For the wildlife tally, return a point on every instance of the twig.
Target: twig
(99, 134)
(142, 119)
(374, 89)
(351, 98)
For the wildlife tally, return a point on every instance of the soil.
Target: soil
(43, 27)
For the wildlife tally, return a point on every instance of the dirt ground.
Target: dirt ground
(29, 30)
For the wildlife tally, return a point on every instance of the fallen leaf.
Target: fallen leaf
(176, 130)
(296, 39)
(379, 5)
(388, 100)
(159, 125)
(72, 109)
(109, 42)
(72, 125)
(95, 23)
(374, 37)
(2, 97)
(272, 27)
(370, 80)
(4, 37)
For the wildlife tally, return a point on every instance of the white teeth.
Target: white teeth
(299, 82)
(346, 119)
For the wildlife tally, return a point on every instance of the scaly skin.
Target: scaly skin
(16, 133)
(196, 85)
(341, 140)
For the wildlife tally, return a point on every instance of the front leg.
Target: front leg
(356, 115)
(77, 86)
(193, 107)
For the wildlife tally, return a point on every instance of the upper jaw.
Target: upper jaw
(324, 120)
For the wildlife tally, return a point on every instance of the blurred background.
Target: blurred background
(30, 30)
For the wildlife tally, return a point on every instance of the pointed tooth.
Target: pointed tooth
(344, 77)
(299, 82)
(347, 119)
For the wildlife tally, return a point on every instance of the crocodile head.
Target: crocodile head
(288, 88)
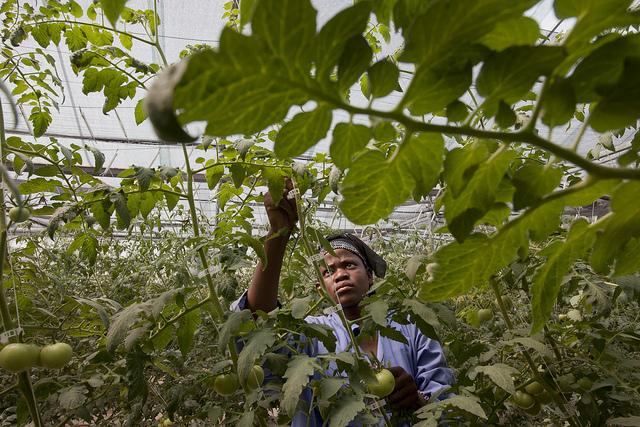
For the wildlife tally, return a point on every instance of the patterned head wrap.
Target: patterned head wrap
(371, 260)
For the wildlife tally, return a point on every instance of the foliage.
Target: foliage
(477, 87)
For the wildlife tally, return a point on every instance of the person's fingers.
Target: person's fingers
(397, 371)
(288, 183)
(409, 402)
(400, 395)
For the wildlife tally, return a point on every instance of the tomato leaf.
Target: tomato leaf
(346, 410)
(186, 331)
(256, 345)
(348, 139)
(500, 374)
(374, 186)
(303, 132)
(299, 370)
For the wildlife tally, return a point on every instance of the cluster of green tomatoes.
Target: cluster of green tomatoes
(18, 357)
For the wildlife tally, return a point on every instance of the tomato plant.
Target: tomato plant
(138, 280)
(383, 384)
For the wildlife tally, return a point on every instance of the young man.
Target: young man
(419, 367)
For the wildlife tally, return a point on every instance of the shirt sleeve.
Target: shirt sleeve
(240, 304)
(432, 373)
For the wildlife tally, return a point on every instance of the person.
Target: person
(419, 367)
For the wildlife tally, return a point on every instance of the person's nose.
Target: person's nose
(340, 274)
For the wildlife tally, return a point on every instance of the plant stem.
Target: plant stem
(532, 366)
(156, 41)
(179, 316)
(103, 27)
(24, 380)
(213, 296)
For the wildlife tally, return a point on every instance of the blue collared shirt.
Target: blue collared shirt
(422, 357)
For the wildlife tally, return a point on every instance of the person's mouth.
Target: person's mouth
(343, 288)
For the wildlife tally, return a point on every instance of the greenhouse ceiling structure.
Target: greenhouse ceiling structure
(79, 118)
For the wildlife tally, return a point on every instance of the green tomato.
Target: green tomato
(55, 356)
(34, 354)
(524, 400)
(383, 384)
(565, 382)
(584, 384)
(226, 384)
(17, 357)
(533, 409)
(544, 398)
(255, 378)
(534, 388)
(472, 318)
(485, 314)
(19, 214)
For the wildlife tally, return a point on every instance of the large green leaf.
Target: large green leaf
(236, 90)
(383, 78)
(594, 17)
(534, 181)
(462, 162)
(466, 403)
(303, 132)
(256, 345)
(299, 369)
(464, 210)
(446, 26)
(620, 105)
(334, 34)
(186, 331)
(517, 31)
(500, 374)
(348, 139)
(375, 185)
(510, 74)
(288, 27)
(603, 67)
(560, 256)
(457, 267)
(619, 227)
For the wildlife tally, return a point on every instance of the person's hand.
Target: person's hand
(284, 214)
(405, 393)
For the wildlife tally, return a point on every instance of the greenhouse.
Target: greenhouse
(320, 212)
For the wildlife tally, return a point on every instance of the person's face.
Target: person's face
(346, 278)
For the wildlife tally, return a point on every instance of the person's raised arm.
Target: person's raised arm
(263, 290)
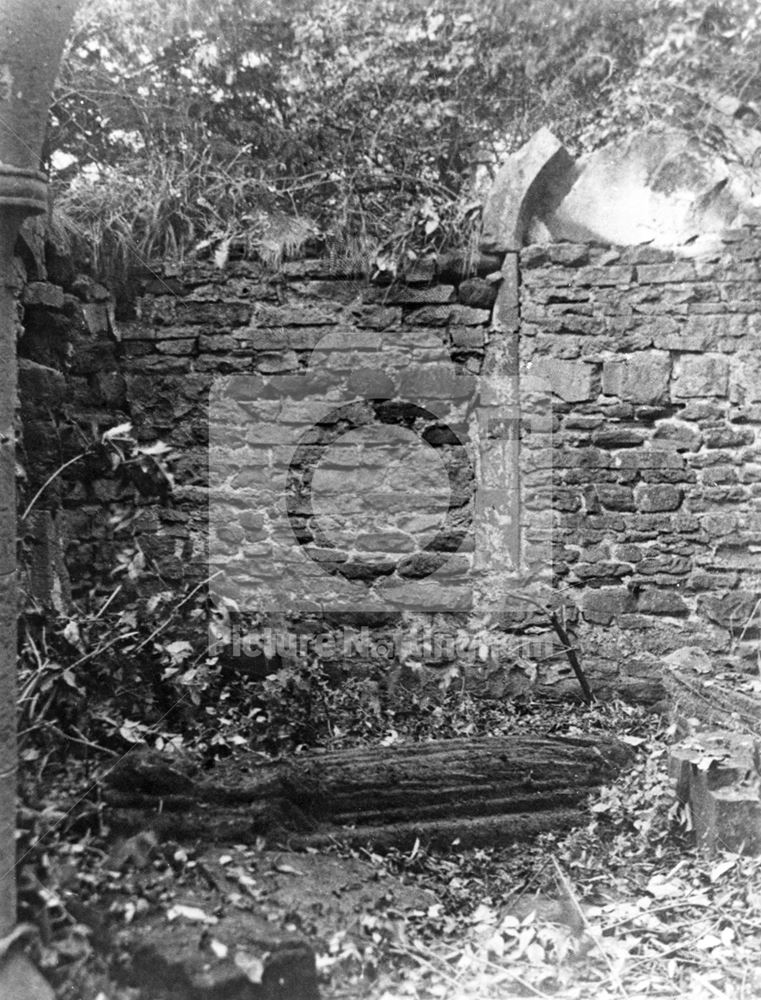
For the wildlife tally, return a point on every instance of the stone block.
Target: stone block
(478, 293)
(468, 316)
(615, 497)
(661, 602)
(603, 605)
(639, 378)
(429, 316)
(677, 435)
(472, 337)
(661, 274)
(401, 294)
(520, 187)
(733, 610)
(97, 317)
(700, 376)
(571, 381)
(618, 437)
(506, 311)
(42, 295)
(652, 498)
(601, 277)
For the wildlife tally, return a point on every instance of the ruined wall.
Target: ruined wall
(654, 363)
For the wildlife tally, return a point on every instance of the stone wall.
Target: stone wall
(652, 363)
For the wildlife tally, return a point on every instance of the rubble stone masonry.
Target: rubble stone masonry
(654, 366)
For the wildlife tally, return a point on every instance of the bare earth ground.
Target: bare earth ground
(623, 907)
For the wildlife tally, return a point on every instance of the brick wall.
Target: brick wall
(654, 364)
(648, 488)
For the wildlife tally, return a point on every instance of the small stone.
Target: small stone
(42, 295)
(701, 376)
(678, 435)
(618, 437)
(615, 497)
(601, 606)
(661, 602)
(690, 658)
(639, 378)
(659, 497)
(477, 292)
(570, 380)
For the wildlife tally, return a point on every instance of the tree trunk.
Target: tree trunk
(484, 790)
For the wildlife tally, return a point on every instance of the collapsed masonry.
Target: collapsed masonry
(648, 355)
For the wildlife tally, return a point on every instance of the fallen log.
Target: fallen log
(483, 790)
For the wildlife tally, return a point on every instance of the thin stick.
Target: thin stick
(48, 481)
(568, 648)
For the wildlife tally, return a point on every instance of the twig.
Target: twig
(567, 890)
(49, 480)
(160, 628)
(568, 648)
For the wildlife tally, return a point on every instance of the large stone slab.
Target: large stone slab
(528, 184)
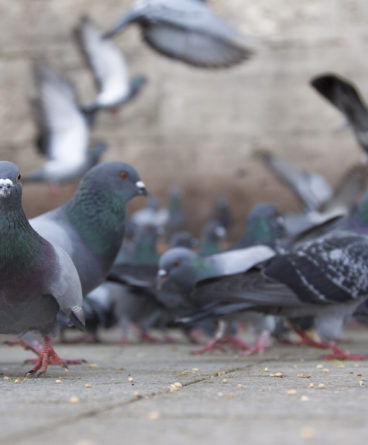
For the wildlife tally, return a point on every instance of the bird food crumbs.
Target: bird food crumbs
(307, 432)
(91, 365)
(153, 415)
(177, 386)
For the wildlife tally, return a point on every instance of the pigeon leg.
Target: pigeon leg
(339, 354)
(308, 341)
(47, 357)
(262, 343)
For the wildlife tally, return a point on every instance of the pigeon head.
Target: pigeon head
(264, 225)
(10, 185)
(180, 265)
(118, 178)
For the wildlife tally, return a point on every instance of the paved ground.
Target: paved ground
(122, 396)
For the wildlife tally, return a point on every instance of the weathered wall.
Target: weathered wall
(190, 127)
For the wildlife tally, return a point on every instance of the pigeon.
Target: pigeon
(38, 278)
(212, 235)
(326, 279)
(109, 69)
(63, 130)
(264, 226)
(346, 97)
(185, 269)
(186, 30)
(90, 227)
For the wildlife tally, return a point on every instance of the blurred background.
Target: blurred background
(195, 128)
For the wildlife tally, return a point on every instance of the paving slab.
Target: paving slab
(122, 395)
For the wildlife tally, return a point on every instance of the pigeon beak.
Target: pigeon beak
(5, 186)
(141, 188)
(161, 278)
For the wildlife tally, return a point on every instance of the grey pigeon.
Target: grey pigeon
(185, 269)
(63, 130)
(186, 30)
(90, 227)
(345, 96)
(264, 226)
(325, 279)
(109, 68)
(38, 278)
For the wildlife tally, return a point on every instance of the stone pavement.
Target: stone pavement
(122, 396)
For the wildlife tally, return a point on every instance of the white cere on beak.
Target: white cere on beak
(5, 185)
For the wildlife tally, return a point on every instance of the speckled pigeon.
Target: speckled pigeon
(37, 278)
(186, 30)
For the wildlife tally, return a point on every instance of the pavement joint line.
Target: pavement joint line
(95, 412)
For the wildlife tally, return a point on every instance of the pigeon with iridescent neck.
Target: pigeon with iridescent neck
(37, 278)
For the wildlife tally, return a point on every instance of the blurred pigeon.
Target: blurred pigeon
(325, 279)
(186, 30)
(63, 130)
(109, 68)
(264, 227)
(90, 227)
(345, 96)
(38, 278)
(212, 235)
(185, 269)
(183, 239)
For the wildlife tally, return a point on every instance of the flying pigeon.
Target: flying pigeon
(186, 30)
(37, 278)
(63, 130)
(109, 68)
(346, 98)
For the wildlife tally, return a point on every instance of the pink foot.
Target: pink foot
(340, 354)
(262, 343)
(47, 357)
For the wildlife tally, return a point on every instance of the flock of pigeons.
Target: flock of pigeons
(70, 266)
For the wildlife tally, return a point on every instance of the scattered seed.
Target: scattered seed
(154, 415)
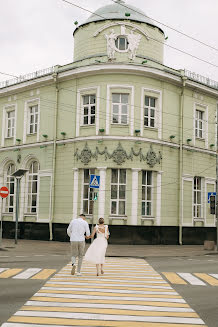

**Work task:** Please transcribe the data exactly from its first line. End with the line that contains "the dirt ground.".

**Written response:**
For the wildlife tally, return a point on every instance of the twig.
Target: twig
(99, 134)
(142, 119)
(374, 89)
(351, 98)
For the wildlife tally, return a point on every instance of the soil.
Target: soil
(43, 27)
For the wildlife tally, return a point on every instance of the dirt ground.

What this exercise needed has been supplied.